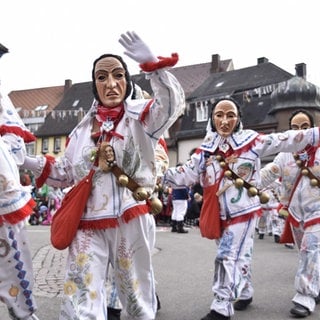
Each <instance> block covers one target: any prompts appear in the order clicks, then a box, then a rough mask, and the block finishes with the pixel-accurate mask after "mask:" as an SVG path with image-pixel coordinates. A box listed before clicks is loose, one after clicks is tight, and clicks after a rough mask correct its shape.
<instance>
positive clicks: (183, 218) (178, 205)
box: [171, 200, 188, 221]
mask: <svg viewBox="0 0 320 320" xmlns="http://www.w3.org/2000/svg"><path fill="white" fill-rule="evenodd" d="M187 209H188V200H172V213H171V220H175V221H183V220H184V216H185V215H186V213H187Z"/></svg>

• ACTIVITY: Look over the listing and return each line that holds "instance".

• OUTPUT:
Each <instance> block covers one target: any prompts appear in the order clicks, then a box, then a rough mask, and the block finishes with the pixel-accurate mask after "mask:" as an SVG path with image-pixel coordinates. A box listed before clicks is loose, one after clicks is tight, and clicks after a rough mask correct its shape.
<instance>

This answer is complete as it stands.